BEGIN PROVIDED INFORMATION

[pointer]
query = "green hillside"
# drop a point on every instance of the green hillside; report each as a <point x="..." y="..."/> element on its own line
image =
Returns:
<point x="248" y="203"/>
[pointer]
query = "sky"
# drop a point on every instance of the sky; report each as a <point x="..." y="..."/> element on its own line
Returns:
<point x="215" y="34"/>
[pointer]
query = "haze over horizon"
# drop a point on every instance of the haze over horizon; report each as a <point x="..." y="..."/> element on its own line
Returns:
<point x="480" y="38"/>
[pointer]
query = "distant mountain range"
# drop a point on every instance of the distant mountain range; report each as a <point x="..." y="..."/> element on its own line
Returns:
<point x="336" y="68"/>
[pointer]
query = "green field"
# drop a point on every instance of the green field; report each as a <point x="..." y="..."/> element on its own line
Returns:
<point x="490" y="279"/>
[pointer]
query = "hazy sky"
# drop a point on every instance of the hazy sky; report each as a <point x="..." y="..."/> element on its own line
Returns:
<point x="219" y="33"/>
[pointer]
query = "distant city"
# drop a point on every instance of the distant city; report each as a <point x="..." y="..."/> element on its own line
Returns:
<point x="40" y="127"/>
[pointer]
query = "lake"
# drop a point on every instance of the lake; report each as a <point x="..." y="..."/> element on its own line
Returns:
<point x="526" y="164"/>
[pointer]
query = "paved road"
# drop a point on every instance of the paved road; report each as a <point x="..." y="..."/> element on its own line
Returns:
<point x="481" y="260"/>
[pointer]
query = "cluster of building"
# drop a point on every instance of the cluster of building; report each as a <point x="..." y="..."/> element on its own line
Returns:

END PROVIDED INFORMATION

■ WHAT IS ASKED:
Please restate the data word for word, every record included.

■ TASK SOLUTION:
[pointer]
query = "green hillside"
# drop a point on every instance of the green hillside; report each as a <point x="..." y="..."/> element on its own line
image =
Returns:
<point x="248" y="203"/>
[pointer]
query = "sky"
# drop a point on every instance of the sky; report each as a <point x="..." y="..."/> element on its own line
Returns:
<point x="215" y="34"/>
[pointer]
query = "haze over horizon"
# drop a point on every instance of the haze over horizon; report each as a <point x="..." y="..."/> element on its own line
Returns:
<point x="480" y="38"/>
[pointer]
query = "distant mountain range"
# drop a point on every instance of the distant mountain range; report each as a <point x="..." y="..."/> element on its own line
Returns:
<point x="336" y="68"/>
[pointer]
query = "green field"
# drop a point on every instance of the green field; report each as a <point x="..." y="..."/> element on its own line
Returns:
<point x="490" y="279"/>
[pointer]
query = "hazy sky"
# drop a point on every instance of the hazy sky; report each as a <point x="..." y="..."/> element on its own line
Returns:
<point x="219" y="33"/>
[pointer]
query = "distant city"
# drop a point on every instance of the distant city; report each as a <point x="..." y="..."/> element on its own line
Returns:
<point x="40" y="127"/>
[pointer]
query = "lake"
# drop a point on every instance of the lake; report each as a <point x="..." y="..."/> element on its own line
Returns:
<point x="526" y="164"/>
[pointer]
query = "paved road"
# drop a point on every instance of the paved road; report each as a <point x="..." y="..."/> element on its own line
Returns:
<point x="481" y="260"/>
[pointer]
query = "cluster of building"
# drop a point on every instance of the cluster of building; report each as a <point x="..." y="..."/> element on its own line
Returns:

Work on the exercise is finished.